─── Data shown ───
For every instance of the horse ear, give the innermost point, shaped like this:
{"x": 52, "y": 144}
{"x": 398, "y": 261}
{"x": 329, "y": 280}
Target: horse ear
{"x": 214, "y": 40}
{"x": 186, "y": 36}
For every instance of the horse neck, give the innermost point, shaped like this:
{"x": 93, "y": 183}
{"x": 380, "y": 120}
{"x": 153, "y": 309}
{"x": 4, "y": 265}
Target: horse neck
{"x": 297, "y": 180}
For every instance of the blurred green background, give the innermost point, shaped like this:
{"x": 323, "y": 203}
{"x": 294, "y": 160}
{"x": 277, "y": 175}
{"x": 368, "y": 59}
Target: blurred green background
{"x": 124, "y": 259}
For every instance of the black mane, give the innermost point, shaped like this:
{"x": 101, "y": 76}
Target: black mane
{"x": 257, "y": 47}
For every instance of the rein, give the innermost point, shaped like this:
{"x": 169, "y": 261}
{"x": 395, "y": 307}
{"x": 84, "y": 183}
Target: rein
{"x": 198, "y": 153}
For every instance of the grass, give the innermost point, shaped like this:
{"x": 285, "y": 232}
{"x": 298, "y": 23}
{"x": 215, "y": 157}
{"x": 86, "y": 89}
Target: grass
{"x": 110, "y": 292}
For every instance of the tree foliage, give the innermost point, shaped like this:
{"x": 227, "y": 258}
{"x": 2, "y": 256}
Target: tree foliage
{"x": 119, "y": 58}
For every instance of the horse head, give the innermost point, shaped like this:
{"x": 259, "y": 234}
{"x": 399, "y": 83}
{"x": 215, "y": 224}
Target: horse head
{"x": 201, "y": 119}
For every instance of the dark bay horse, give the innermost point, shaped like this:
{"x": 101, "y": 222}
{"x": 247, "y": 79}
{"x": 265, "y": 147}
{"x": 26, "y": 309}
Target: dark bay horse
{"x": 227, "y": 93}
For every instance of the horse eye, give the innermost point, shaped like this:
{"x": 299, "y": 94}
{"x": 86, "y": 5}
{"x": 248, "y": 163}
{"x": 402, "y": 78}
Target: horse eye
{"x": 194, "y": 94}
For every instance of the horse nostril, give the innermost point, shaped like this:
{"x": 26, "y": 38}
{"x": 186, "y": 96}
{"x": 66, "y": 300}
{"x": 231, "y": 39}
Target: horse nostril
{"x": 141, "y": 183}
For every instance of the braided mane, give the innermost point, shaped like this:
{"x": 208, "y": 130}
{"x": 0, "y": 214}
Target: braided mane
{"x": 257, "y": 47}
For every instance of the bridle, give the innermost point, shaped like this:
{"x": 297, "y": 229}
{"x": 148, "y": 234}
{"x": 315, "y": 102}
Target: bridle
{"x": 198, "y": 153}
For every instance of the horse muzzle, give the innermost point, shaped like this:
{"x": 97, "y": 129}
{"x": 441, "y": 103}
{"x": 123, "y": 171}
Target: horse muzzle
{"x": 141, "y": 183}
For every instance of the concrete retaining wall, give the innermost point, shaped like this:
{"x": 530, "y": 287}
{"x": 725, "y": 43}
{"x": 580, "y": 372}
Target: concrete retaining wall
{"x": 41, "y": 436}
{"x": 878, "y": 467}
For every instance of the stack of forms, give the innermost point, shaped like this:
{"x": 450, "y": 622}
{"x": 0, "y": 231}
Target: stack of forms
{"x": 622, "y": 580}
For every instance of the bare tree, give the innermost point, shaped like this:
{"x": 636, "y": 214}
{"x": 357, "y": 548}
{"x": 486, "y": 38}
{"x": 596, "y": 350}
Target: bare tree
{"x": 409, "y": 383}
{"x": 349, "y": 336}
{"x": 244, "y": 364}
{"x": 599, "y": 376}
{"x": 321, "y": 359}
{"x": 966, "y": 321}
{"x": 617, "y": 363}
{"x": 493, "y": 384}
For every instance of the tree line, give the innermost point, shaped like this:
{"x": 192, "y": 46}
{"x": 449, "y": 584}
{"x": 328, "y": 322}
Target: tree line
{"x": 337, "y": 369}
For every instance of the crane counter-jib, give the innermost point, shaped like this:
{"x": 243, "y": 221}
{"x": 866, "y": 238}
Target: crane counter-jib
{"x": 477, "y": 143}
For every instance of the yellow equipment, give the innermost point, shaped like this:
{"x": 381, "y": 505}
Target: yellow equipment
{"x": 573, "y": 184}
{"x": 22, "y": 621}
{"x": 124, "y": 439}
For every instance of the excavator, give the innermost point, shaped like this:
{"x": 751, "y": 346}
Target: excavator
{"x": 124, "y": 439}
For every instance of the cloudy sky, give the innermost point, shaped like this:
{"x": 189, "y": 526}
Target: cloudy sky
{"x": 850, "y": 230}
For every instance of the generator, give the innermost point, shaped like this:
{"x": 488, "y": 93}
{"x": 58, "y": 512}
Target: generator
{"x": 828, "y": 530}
───
# Task to carry out
Exactly as they stand above, write out the entries.

# The answer
For every instance of the horse ear, give the innermost point, shaped like this:
{"x": 52, "y": 144}
{"x": 398, "y": 261}
{"x": 329, "y": 280}
Target: horse ear
{"x": 214, "y": 40}
{"x": 186, "y": 36}
For every instance of the horse neck, give the innermost point, shaped like this:
{"x": 93, "y": 183}
{"x": 380, "y": 120}
{"x": 153, "y": 309}
{"x": 4, "y": 265}
Target: horse neck
{"x": 297, "y": 180}
For every instance of the blurred green background, give the innermost point, shaped like this:
{"x": 323, "y": 203}
{"x": 294, "y": 160}
{"x": 277, "y": 175}
{"x": 368, "y": 59}
Target: blurred green background
{"x": 124, "y": 259}
For every instance of the black mane, give the innermost point, shaped like this:
{"x": 101, "y": 76}
Target: black mane
{"x": 257, "y": 47}
For every instance of the rein, give the innermost point, shaped like this:
{"x": 169, "y": 261}
{"x": 395, "y": 307}
{"x": 84, "y": 183}
Target: rein
{"x": 198, "y": 153}
For every instance of the grass, give the innermost point, shaped like this:
{"x": 285, "y": 232}
{"x": 298, "y": 23}
{"x": 215, "y": 157}
{"x": 86, "y": 89}
Target: grass
{"x": 110, "y": 292}
For every instance of the tree foliage, give the innermost point, shaped like this:
{"x": 227, "y": 258}
{"x": 2, "y": 256}
Target: tree foliage
{"x": 119, "y": 58}
For every instance of the horse head, give the innermost point, shaped like this:
{"x": 259, "y": 234}
{"x": 399, "y": 83}
{"x": 215, "y": 224}
Target: horse head
{"x": 201, "y": 119}
For every instance of the dark bay horse, give the innermost point, shaped like this:
{"x": 101, "y": 222}
{"x": 247, "y": 79}
{"x": 265, "y": 147}
{"x": 26, "y": 309}
Target: dark bay horse
{"x": 227, "y": 93}
For every instance of the horse eye, give the innermost point, shaped like this:
{"x": 299, "y": 94}
{"x": 86, "y": 5}
{"x": 248, "y": 163}
{"x": 402, "y": 78}
Target: horse eye
{"x": 194, "y": 94}
For every instance of the horse nostril, give the innermost point, shaped like this:
{"x": 26, "y": 38}
{"x": 186, "y": 96}
{"x": 66, "y": 300}
{"x": 231, "y": 39}
Target: horse nostril
{"x": 141, "y": 183}
For every instance of the braided mane, give the innermost point, shaped like this:
{"x": 208, "y": 130}
{"x": 0, "y": 214}
Target: braided mane
{"x": 257, "y": 47}
For every instance of the bridle, give the innermost point, shaped like this:
{"x": 297, "y": 229}
{"x": 148, "y": 234}
{"x": 315, "y": 102}
Target: bridle
{"x": 198, "y": 153}
For every instance of the horse muzzle, give the innermost point, shaped like this:
{"x": 97, "y": 129}
{"x": 441, "y": 103}
{"x": 123, "y": 171}
Target: horse muzzle
{"x": 141, "y": 183}
For every instance of the concrete retaining wall, give the innermost point, shaped like this:
{"x": 530, "y": 287}
{"x": 725, "y": 43}
{"x": 580, "y": 372}
Target: concrete retaining wall
{"x": 41, "y": 436}
{"x": 878, "y": 467}
For every instance of the stack of forms, give the innermost point, shaped like this:
{"x": 450, "y": 622}
{"x": 0, "y": 231}
Target: stack of forms
{"x": 622, "y": 580}
For every instance of the bare tree, give the innermost point, shaped like this:
{"x": 636, "y": 214}
{"x": 357, "y": 548}
{"x": 486, "y": 38}
{"x": 596, "y": 350}
Target: bare tree
{"x": 409, "y": 383}
{"x": 349, "y": 336}
{"x": 244, "y": 364}
{"x": 599, "y": 376}
{"x": 321, "y": 359}
{"x": 966, "y": 321}
{"x": 617, "y": 363}
{"x": 493, "y": 384}
For every instance of the tree line, give the innermost point, shaped like this:
{"x": 192, "y": 46}
{"x": 449, "y": 584}
{"x": 328, "y": 322}
Target: tree line
{"x": 337, "y": 369}
For every instance of the crane counter-jib, give the innermost point, shaped like this:
{"x": 243, "y": 221}
{"x": 866, "y": 238}
Target: crane counter-jib
{"x": 477, "y": 143}
For every instance of the yellow equipment, give the innermost point, shaped like this:
{"x": 381, "y": 505}
Target: yellow equipment
{"x": 573, "y": 184}
{"x": 22, "y": 621}
{"x": 124, "y": 439}
For every instance of the excavator, give the innermost point, shaped like this:
{"x": 751, "y": 346}
Target: excavator
{"x": 124, "y": 439}
For every instance of the cloudy sky, give the innermost point, shaped like this:
{"x": 189, "y": 526}
Target: cloudy sky
{"x": 850, "y": 230}
For every instance of the generator, give the innermost point, shaped like this:
{"x": 488, "y": 93}
{"x": 58, "y": 512}
Target: generator
{"x": 828, "y": 530}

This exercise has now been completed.